**WHAT THIS TASK INVOLVES**.
Convert the data below into a numbered list, leaving out any blank lines.

**SUPPLIED MATERIAL**.
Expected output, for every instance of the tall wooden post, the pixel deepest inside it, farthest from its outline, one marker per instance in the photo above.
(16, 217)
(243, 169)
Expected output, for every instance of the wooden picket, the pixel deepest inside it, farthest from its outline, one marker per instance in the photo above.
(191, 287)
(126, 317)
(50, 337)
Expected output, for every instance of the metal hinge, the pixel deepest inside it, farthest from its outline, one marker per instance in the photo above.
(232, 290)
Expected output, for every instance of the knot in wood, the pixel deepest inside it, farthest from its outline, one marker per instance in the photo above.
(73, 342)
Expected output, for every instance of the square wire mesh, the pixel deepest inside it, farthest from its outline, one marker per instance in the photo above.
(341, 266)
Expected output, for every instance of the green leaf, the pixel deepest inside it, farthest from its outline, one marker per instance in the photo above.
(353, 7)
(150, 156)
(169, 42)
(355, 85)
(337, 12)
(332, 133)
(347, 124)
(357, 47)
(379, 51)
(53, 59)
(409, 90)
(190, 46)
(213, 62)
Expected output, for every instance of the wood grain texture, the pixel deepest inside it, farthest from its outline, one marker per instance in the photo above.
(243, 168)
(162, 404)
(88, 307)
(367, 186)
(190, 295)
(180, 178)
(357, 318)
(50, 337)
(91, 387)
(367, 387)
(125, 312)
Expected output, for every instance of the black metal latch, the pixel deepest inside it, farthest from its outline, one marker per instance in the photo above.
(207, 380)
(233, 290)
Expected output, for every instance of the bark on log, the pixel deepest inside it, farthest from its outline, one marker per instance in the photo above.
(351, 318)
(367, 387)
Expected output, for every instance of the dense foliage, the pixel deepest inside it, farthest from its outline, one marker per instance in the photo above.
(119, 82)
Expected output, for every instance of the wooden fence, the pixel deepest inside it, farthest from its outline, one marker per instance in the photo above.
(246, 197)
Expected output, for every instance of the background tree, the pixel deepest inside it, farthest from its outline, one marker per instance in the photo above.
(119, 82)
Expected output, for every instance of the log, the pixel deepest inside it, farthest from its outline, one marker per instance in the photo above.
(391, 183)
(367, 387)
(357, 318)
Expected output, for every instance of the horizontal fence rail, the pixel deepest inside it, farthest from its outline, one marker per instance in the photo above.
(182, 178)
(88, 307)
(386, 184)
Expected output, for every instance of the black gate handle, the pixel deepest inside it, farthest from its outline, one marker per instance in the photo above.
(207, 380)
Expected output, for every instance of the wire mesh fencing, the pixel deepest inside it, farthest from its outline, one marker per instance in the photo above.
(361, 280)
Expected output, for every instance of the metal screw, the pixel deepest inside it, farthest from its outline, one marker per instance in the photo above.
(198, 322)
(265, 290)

**SOLVED PROBLEM**.
1. Expected output, for every instance of the tall wooden post, the pixel deepest inside it, farthest from its outline, one marker per instance in the photo above.
2. (16, 217)
3. (243, 169)
4. Expected output, for every instance of the wooden picket, the pixel deepest inside it, farthest from its outline, one marker per instance in the photo above.
5. (191, 287)
6. (126, 317)
7. (50, 337)
8. Expected output, for every instance of the metal hinge, the pixel deepest inside it, farthest from its outline, one marker per instance in the photo above.
9. (232, 290)
10. Expected output, for every instance of the knot in wood, the pixel deepest inside it, farthest from its outline, one marker per instance in the photo above.
11. (73, 342)
12. Expected output, for every instance of the square wire mesh, the pixel deepest inside it, farthest from its outline, one marker per instance in the photo above.
13. (341, 266)
14. Expected output, for every instance of the green leaf, the pixel deepest inside it, farthest from its outline, one marker per instance in the photo above.
15. (353, 7)
16. (150, 156)
17. (169, 42)
18. (355, 85)
19. (337, 12)
20. (332, 133)
21. (347, 124)
22. (357, 47)
23. (379, 51)
24. (53, 59)
25. (409, 90)
26. (190, 46)
27. (213, 62)
28. Expected output, for every instance of the wood grain texture, the pixel deepest inside it, farthest from its outline, one marker per instance in the photo above.
29. (243, 168)
30. (162, 404)
31. (88, 307)
32. (367, 186)
33. (190, 295)
34. (180, 178)
35. (357, 318)
36. (50, 337)
37. (91, 387)
38. (367, 387)
39. (125, 312)
40. Expected output, for every instance of the black metal latch, the pixel deepest inside it, farthest from its outline, one marker per instance in the photo above.
41. (207, 380)
42. (233, 290)
43. Expected output, for every instance of the bark on log, the pixel deepest inside it, farthest from its outline, one marker per instance in the photo above.
44. (351, 318)
45. (367, 387)
46. Expected output, for every instance of the dense foliage, the pixel deepest inside it, farthest from its outline, one marker per instance in the photo above.
47. (119, 82)
48. Expected output, for every instance of the wooden fence, the pixel deepest inside it, farthest from its outline, one marker per instance in the photo above.
49. (246, 197)
50. Expected output, for every instance of the background tree, the pixel deepest inside it, farthest from its outline, one marker per instance in the photo above.
51. (119, 82)
52. Expected output, for every instance of the log, the pixel deepest inside it, farthest from its outline, one marker per instance in the photo above.
53. (391, 183)
54. (367, 387)
55. (357, 318)
56. Expected output, for every instance of the horizontal fence rail, the pixel deepest inside it, farthest from its outline, one marker per instance in the photo above.
57. (182, 178)
58. (88, 307)
59. (386, 184)
60. Expected output, for every instance of the black gate handle, the pixel deepest inside it, farthest from its outline, one marker per instance in the photo above.
61. (207, 380)
62. Expected output, for every instance of the wire mesh fencing, the pixel deepest inside it, farthest from its outline, one marker per instance in the photo above.
63. (361, 280)
64. Expected output, for every instance of the metal screw, the pixel deepest inside it, farthest from its outline, one marker per instance in the photo above.
65. (198, 322)
66. (265, 290)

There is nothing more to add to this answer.